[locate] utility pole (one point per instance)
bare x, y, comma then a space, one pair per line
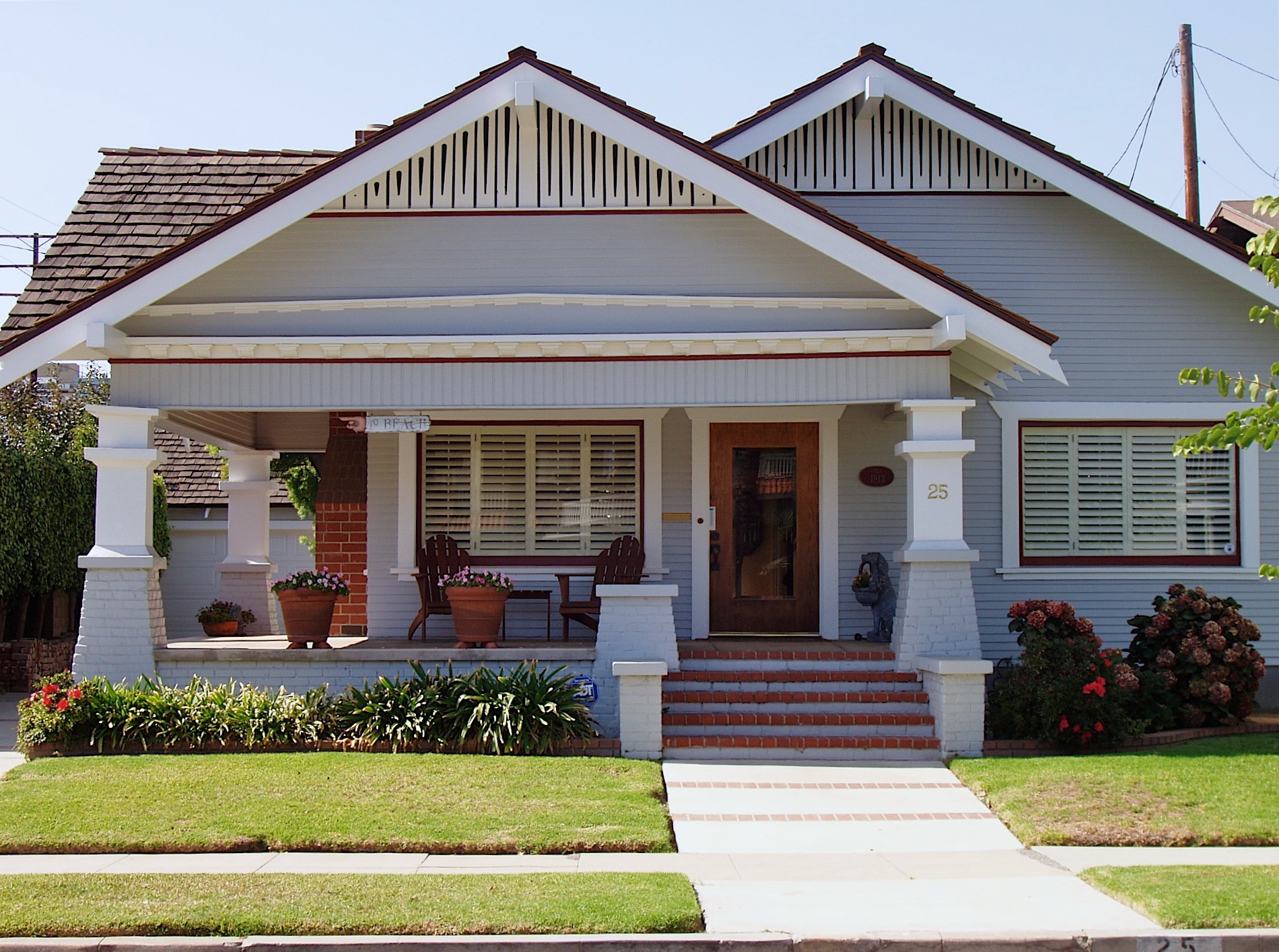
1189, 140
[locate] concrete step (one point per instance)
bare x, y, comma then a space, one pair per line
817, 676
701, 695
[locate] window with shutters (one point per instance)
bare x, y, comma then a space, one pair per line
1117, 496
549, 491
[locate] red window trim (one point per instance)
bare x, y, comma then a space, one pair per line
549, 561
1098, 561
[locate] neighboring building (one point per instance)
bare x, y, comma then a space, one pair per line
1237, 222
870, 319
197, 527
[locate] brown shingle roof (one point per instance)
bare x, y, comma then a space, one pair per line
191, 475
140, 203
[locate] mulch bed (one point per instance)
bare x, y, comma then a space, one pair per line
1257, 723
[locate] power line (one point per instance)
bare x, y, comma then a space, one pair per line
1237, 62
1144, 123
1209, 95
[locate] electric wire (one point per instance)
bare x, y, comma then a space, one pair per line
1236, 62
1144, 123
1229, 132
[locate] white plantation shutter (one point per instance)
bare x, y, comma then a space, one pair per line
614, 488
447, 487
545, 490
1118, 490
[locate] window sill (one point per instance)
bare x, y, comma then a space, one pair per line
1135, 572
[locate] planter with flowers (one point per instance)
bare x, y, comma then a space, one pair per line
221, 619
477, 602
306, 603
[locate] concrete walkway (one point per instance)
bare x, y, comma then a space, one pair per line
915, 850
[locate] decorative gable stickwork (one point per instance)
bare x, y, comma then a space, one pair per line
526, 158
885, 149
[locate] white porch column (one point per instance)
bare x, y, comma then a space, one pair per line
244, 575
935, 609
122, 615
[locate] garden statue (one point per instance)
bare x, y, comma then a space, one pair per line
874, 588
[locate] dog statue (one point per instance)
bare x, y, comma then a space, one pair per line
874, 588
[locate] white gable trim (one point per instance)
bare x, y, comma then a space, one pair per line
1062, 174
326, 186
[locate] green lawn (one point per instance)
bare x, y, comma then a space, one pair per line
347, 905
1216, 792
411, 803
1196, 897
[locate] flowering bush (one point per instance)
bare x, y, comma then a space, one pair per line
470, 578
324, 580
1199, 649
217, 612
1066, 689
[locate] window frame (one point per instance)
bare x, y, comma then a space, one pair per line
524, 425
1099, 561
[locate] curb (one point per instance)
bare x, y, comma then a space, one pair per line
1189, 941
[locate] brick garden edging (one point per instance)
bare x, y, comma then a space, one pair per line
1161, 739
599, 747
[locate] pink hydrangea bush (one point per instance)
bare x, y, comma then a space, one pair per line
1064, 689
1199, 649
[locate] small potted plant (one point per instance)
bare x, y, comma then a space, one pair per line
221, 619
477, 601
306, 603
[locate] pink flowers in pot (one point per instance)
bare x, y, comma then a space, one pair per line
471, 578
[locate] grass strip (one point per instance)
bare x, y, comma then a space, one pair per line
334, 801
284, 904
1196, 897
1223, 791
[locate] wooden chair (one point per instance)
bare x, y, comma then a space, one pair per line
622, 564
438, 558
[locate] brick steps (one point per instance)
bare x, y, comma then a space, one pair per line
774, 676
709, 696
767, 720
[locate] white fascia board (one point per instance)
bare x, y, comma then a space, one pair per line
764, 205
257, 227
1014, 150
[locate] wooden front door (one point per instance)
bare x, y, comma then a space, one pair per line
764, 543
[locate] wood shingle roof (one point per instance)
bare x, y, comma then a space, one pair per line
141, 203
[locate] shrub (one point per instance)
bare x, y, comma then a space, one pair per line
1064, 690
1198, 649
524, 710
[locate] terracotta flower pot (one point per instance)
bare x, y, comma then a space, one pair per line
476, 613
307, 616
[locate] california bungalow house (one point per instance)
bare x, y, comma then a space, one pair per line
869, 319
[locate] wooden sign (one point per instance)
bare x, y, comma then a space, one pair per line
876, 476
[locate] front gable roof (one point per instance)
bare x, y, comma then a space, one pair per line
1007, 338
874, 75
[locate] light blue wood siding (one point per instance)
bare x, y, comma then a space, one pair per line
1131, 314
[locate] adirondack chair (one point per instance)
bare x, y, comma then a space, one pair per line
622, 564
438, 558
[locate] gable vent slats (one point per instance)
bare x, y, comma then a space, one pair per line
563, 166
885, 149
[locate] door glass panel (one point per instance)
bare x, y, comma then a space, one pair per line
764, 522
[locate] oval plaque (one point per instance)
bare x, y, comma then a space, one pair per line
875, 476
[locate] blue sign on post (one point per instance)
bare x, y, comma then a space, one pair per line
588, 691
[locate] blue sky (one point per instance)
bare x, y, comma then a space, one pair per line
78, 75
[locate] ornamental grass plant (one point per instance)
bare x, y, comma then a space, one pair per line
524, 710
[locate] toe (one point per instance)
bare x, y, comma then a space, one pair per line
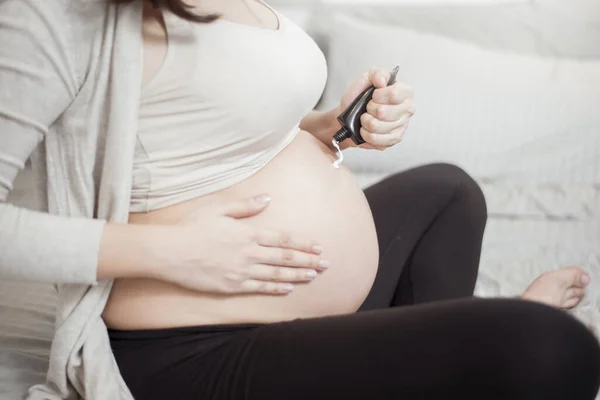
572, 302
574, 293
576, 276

- - - - - - -

## What is expected
Skip all pictures. Write out only the lines from the one containing "[locate] wooden sign (one point per instance)" to the end of the listing above, inclusive, exactly as given.

## Solution
[locate] wooden sign (one point per instance)
bare x, y, comma then a space, one pair per line
876, 476
[locate] front gable roof (one point per instance)
bare x, y, comma then a space, one pair per line
1007, 338
874, 75
[locate] light blue wood siding (one point per instance)
bare x, y, comma then a space, one pair per line
1131, 314
[locate] adirondack chair (one point per instance)
bare x, y, comma then a space, one pair per line
622, 564
438, 558
[locate] gable vent slats (one point per instance)
bare x, y, comma then a space, one pair per line
563, 166
885, 149
[locate] door glass panel (one point per instance)
bare x, y, comma then a space, one pair per line
764, 522
[locate] oval plaque (one point per instance)
bare x, y, comma then a space, one pair per line
875, 476
[locate] blue sign on post (one point per instance)
bare x, y, comma then a space, one pair per line
588, 691
[locate] blue sky (one point per instance)
bare x, y, comma then a space, one pair per line
78, 75
[locate] ornamental grass plant (one point per instance)
bare x, y, comma then a space, one pair per line
524, 710
[locate] toe (one point per instance)
bare x, y, comma then a space, one pair per line
572, 302
574, 293
576, 276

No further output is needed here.